▸ **Text to read**
┄┄┄┄┄┄┄┄┄┄┄┄┄┄┄┄┄┄┄┄
The support ring 7 is biased toward outlet fittng 8 by a coil compression spring 40 mounted between the ring 7 and the fuel inlet fitting 28. The spring installation includes means whereby this spring conducts current to hot wire igniter means 42 similar in some respects to those of my prior U.S. Pat. No. 2,967,224 issued Jan. 31, 1961.
The igniter 42 (FIGS. 1 through 4) comprises a crown or annular array of parallel-connected wire loops 43, the loops being bent outwardly from the axis of the fuel nozzle 26 as indicated in FIGS. 1 and 2 to lie adjacent the cone of fuel spray from the nozzle. The wire is of relatively high resistance heat-resistant metal such as the alloy of Ni and Cr known as Nichrome. Eight such loops are provided in the preferred structure. Each loop 43 has one end 44 inserted in a hole in the support ring 7 and retained preferably by brazing. An annular insulator 46 disposed in an annular recess 47 in the support ring 7 overlies the ends 44 of the hot wire loops.
The other ends 48 of the loops all extend through holes 50 in the insulator 46. A sleeve 51 brazed to the end 48 of the wire is formed with a flare or ridge which bears against a countersink 52 at the inner end of hole 50. Sleeve 51 projects through the insulator 46 and is fixed by brazing in a mating hole in a conductive distributing ring 54 of metal which overlies the outer surface of insulator 46. Thus, all of the ends 48 of the hot wires are connected to the ring 54 and all of the ends 44 are connected to the ring 7, these being isolated from each other by the insulator 46. Ring 7 is grounded to the frame of the engine through the fuel nozzle 26, fitting 28, and studs 30.
┄┄┄┄┄┄┄┄┄┄┄┄┄┄┄┄┄┄┄┄
▸ **Material**
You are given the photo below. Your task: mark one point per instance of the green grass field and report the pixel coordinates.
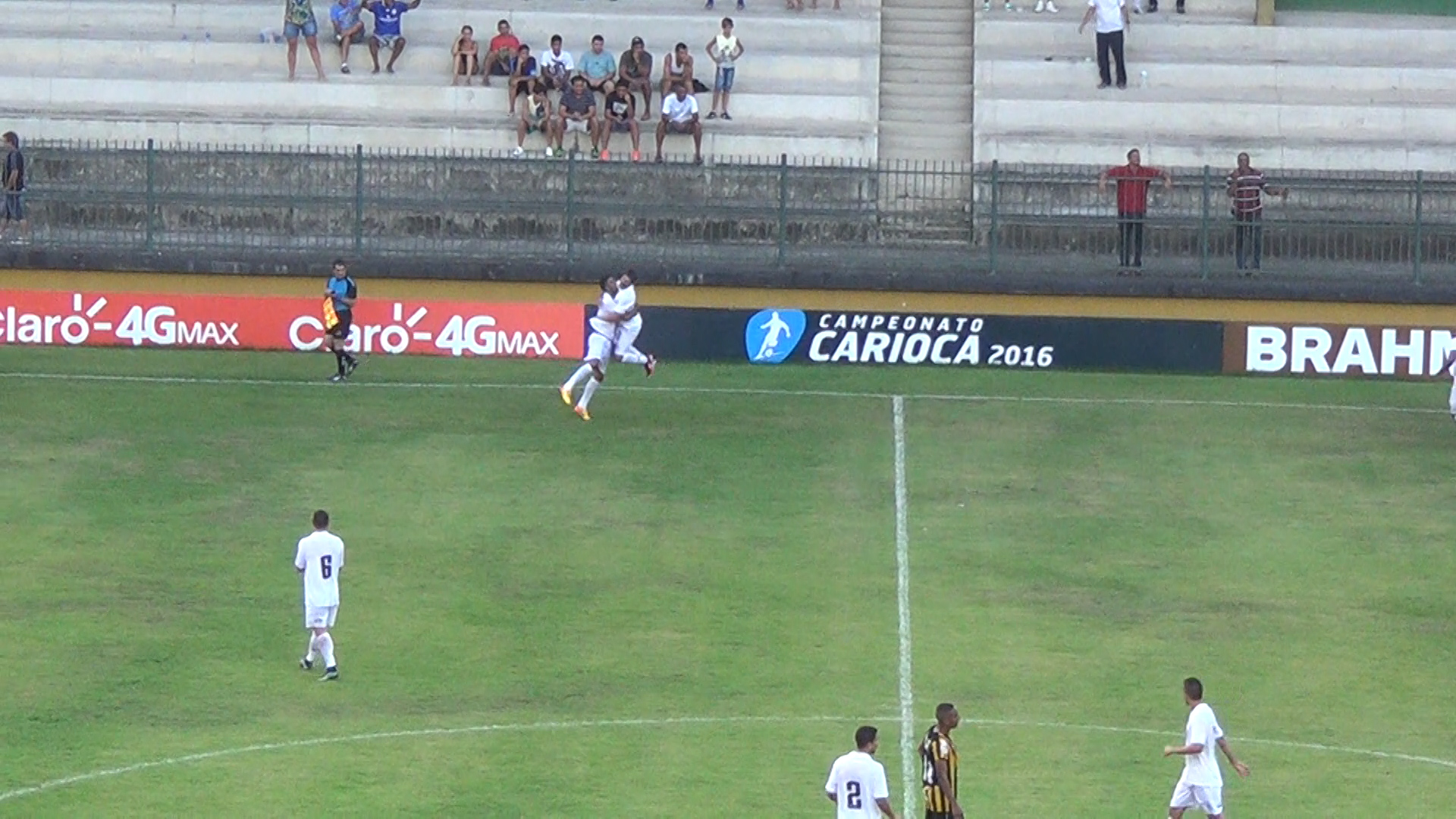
(685, 607)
┄┄┄┄┄┄┄┄┄┄┄┄┄┄┄┄┄┄┄┄
▸ **Problems and tasks**
[1] Duplicate the part of the igniter description that opens with the words containing "The support ring 7 is" and closes with "Jan. 31, 1961.".
[2] Pick up the igniter description where it stops and keep writing it.

▸ **Answers to the exercise**
[1]
The support ring 7 is biased toward outlet fittng 8 by a coil compression spring 40 mounted between the ring 7 and the fuel inlet fitting 28. The spring installation includes means whereby this spring conducts current to hot wire igniter means 42 similar in some respects to those of my prior U.S. Pat. No. 2,967,224 issued Jan. 31, 1961.

[2]
Current to heat the wires 43 for ignition is supplied through the spring 40, one end of which bears against the distributing ring 54. The current is fed from a suitable source, such as the 12 volt electrical system of a motor vehicle, to spring 40 by an ignition lead 55 which extends through the fuel fitting 28. Lead 55 is covered by insulation 56 and is resiliently supported and sealed in the fitting 28 by suitable potting compound 58. Lead 55 terminates in a sleeve 59, similar to sleeve 51 already described, which extends through a hole in an annular insulator 60 lodged in an annular recess in the inner surface of fitting 28. Sleeve 59 is fixed to a conducting metallic ring 62 which provides an abutment for spring 40. Spring 40, which is of a suitable high temperature alloy, has a silver plating preferably about 1/16 millimeter thick over its entire surface to improve its contact with the rings 62 and 54 and its conductivity.
The annular insulators 46 and 60 are made of some material adapted to the temperature range involved such as silicon carbide, silicon nitride, or glass/ceramic. These rings are held in place by tabs 63 and 64, respectively, bent out of opposite sides of the margins of ring 7 and fitting 28, respectively, engaging in notches in the surface of the insulators.
The nominal diameter of the wire loops 43 is approximately 3 millimeters. The return bend portion of these wires may be electrochemically etched to a smaller diameter before plating to control the power requirement, as desired. As will be apparent, when the lead 55 is energized from a suitable current source, the wire loops 43 of the igniter are energized in parallel and are heated to a temperature sufficient to ignite the mixture of fuel from the nozzle 26 and the air entering through the various ports in support ring 7 and the liner wall.
We proceed now to a description of the structure of the liner wall shown most clearly in FIGS. 1 and 7 through 11. As outlined above, the liner wall is defined by the four coaxial ceramic rings 11, 12, 14, and 15 retained between the support ring 7 and the outlet fitting 8. The upstream end of conical ring 11 is located and centered on ring 7 by the pilot portion 23 of the ring. There is sufficient clearance between these to allow for the greater expansion of the metal ring 7 than of the ceramic ring 11.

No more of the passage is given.